In the material below, count the lines with the word "Target" and state that number only.

:::::

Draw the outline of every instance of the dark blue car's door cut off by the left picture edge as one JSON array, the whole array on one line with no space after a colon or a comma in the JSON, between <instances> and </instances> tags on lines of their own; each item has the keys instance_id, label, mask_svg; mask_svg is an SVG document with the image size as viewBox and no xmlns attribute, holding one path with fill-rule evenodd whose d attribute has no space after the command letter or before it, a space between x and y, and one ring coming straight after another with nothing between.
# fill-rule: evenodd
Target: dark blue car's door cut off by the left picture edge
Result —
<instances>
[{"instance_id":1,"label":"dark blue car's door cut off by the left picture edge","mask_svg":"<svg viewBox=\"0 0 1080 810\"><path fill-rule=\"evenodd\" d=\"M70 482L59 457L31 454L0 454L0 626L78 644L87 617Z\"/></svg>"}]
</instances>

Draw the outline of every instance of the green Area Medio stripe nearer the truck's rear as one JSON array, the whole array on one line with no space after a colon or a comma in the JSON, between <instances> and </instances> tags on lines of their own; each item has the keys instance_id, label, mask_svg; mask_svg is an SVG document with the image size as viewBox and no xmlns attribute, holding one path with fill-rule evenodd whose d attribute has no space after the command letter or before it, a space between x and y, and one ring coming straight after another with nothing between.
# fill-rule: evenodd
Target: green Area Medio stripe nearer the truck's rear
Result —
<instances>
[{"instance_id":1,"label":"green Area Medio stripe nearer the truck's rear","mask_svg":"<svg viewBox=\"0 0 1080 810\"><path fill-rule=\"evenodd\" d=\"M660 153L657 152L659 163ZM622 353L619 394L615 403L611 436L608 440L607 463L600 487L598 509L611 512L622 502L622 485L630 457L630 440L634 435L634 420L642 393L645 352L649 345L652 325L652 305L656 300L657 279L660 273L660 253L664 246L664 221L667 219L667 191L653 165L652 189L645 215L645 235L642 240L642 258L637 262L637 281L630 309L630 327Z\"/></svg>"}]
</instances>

:::::

_Solution for this task_.
2